» **Records supplied**

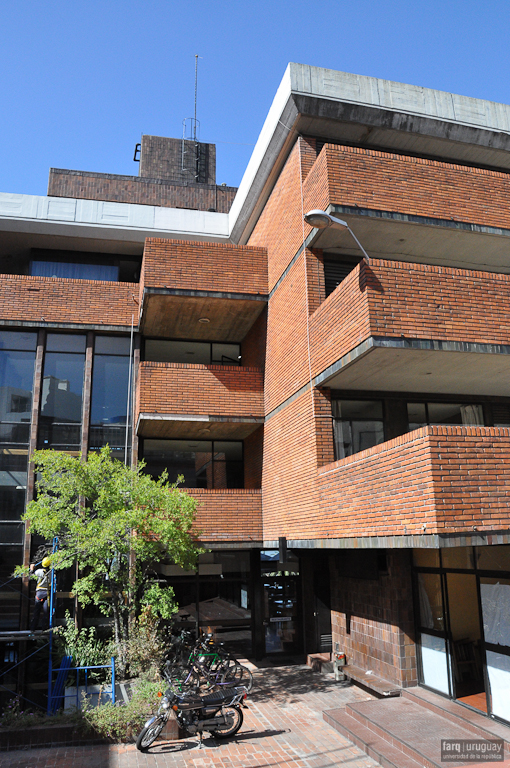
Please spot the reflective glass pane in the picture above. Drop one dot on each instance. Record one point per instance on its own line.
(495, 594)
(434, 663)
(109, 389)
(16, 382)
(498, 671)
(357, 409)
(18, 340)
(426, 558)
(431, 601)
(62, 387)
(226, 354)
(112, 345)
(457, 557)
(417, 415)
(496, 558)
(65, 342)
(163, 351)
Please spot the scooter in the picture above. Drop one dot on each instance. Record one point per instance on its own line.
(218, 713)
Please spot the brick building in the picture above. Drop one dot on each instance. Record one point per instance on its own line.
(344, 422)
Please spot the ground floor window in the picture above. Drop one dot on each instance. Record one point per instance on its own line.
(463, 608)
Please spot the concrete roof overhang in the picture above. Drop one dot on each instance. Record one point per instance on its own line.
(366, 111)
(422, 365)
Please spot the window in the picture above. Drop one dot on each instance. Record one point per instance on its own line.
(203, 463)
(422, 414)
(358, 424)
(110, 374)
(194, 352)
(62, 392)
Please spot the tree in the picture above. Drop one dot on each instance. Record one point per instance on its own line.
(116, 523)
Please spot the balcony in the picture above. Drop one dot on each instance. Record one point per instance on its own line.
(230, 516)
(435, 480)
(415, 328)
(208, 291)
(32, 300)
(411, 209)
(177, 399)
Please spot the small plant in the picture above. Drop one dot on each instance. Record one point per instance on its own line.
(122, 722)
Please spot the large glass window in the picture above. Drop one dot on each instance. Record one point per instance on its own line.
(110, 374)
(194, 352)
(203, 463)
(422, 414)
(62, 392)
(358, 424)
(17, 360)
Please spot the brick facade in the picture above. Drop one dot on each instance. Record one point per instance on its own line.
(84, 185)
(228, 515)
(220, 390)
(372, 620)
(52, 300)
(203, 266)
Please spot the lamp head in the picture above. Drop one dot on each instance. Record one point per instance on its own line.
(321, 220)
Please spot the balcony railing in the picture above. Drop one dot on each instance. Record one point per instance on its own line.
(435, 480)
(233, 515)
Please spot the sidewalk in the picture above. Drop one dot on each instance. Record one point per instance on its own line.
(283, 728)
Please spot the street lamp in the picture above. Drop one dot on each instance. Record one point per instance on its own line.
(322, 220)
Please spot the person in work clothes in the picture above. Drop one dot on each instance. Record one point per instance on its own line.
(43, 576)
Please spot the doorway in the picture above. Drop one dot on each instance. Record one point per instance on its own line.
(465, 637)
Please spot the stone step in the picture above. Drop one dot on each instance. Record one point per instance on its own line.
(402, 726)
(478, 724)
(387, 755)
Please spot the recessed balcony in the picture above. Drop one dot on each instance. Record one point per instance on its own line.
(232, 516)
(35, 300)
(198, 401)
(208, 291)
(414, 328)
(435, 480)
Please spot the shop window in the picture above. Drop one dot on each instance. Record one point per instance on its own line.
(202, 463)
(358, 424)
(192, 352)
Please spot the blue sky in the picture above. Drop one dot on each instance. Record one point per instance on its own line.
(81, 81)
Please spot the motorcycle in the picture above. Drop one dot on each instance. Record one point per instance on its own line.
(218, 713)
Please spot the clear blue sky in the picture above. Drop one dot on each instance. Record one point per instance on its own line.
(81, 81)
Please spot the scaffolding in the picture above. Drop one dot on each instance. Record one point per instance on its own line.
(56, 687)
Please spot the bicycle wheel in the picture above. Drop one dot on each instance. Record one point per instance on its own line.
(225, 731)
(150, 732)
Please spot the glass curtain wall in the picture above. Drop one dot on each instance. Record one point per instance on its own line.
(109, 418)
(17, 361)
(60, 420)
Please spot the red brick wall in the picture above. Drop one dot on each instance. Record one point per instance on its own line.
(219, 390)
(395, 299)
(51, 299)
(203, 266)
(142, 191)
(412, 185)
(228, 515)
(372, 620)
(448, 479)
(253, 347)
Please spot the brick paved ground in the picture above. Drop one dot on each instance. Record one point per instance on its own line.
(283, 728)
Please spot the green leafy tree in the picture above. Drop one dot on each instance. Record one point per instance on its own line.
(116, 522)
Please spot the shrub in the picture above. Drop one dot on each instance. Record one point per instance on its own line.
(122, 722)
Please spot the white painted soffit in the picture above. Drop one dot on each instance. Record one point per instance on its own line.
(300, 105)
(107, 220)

» **Task to complete**
Every entry must be written out exactly, with all pictures left out.

» **Written reply**
Please spot the reflective glass pane in the picture above. Drop one dot on each instance. Record one point per instance on its own line.
(495, 594)
(434, 663)
(109, 389)
(16, 382)
(498, 671)
(357, 409)
(18, 340)
(426, 558)
(431, 601)
(62, 387)
(226, 354)
(112, 345)
(457, 557)
(417, 415)
(496, 558)
(65, 342)
(163, 351)
Please spot the scooter in the picture above. Drop one dot on each instance. Record one point per instance on its own line.
(218, 713)
Please spot the brick building in the picture above. Drop one dot on each instance. Record one point per instance on its own line.
(344, 422)
Please spot the ground floor window in the picture above. Drop one dot on each instance. Record one point per instance on its own line.
(463, 608)
Please spot the concrete roof overhang in the picture above. Drop one dot on each instance. Record one point per instance on its own line.
(366, 111)
(422, 365)
Please spot the window in the picture above. Drop one dot on each instance. Record one point per instance on its own line.
(203, 463)
(422, 414)
(358, 424)
(110, 374)
(194, 352)
(62, 392)
Please spot the tree in the picture above. Drop one dot on each instance. Record one point per instance on its own line.
(116, 523)
Please spot the balcony in the picture above. Drop one dot on each instance. Record one point per instance on its own line.
(230, 516)
(435, 480)
(415, 328)
(208, 291)
(32, 300)
(411, 209)
(177, 399)
Please spot the small plant in the picture above. Drop one dot on each instance. Record one point per instance on its own line.
(122, 722)
Please spot the large glass window in the picture above. Drop one dot on each instance. Record one point per instance on its own line.
(110, 374)
(194, 352)
(203, 463)
(422, 414)
(62, 392)
(358, 424)
(17, 360)
Please spot the brick facade in the picture above. Drop one dot on each instance. Record one point per instance on its own line.
(84, 185)
(228, 515)
(220, 390)
(372, 620)
(52, 300)
(203, 266)
Please spot the lamp head in the picture above. Drop one dot on each instance. Record one point per instance on its own line.
(321, 220)
Please spot the balcony railing in the picture above. Drop one dot on each instance. Record one point per instance on its own line.
(435, 480)
(233, 515)
Please spot the sidewalk in the picture above. Drop one dot on each instance. Record one point per instance on its own line.
(283, 728)
Please spot the street lamp in the picture above. Drop one dot on each instance. Record one point per instance on its own line.
(322, 220)
Please spot the person in work clothes in the picture above. Drop one dot on each instance. Record one point per instance on its own line.
(43, 576)
Please spot the doorway in the picture above. Drop one dot on each instance. Record one point per instance on its own line.
(465, 637)
Please spot the stone step in the picture above. Drop one dot on each instance. Record one point per instance on its own line.
(402, 726)
(478, 724)
(387, 755)
Please spot the recessed balcony in the picture above. Drop one dot on each instance. Record one point per instance on its own line.
(232, 516)
(35, 300)
(198, 401)
(208, 291)
(414, 328)
(435, 480)
Please spot the shop window in the picture above. Drop one dot on each instance. Record one point per instance on its own line.
(202, 463)
(358, 424)
(192, 352)
Please spot the blue sky in the picture above. Drop one dot on each instance. Record one point per instance on its own line.
(81, 81)
Please spot the motorcycle in the picture above. Drop one dot on each instance. Record one point per instance on its own line.
(218, 713)
Please spot the clear blue sky in the picture above. Drop one dot on each instance. Record one point per instance on its own line.
(81, 81)
Please spot the scaffolding in the picture above. Drop one dot on each instance. Record one point per instance on its own line.
(56, 687)
Please spot the bicycle wheel in the picture above. Drop one dot on each instance. Record one point per instance on its own line.
(225, 731)
(150, 732)
Please spot the glass curtain wall in the picture above. Drop one dot on each instance. Record one point per instance on its own line.
(109, 418)
(17, 361)
(60, 420)
Please spot the red brick wall in the picture above. Drop one dot on each instance. Record one point per instance on its own line.
(219, 390)
(395, 299)
(51, 299)
(203, 266)
(142, 191)
(412, 185)
(228, 515)
(372, 620)
(448, 479)
(253, 347)
Please spot the brick paved ground in the picture above. Drop one dot on each instance. Record one point per instance on its own line.
(283, 728)
Please spot the green leafy tree in the picture above. Drop one dot on each instance. Record one point per instance on its own line.
(116, 522)
Please spot the shrub in the picture above. Drop one dot on each instance. Record one point per instance on its own line.
(122, 722)
Please spot the white painted soffit in the picture above. Drop one dot on each instance. Record one point per instance on its own line.
(300, 105)
(107, 220)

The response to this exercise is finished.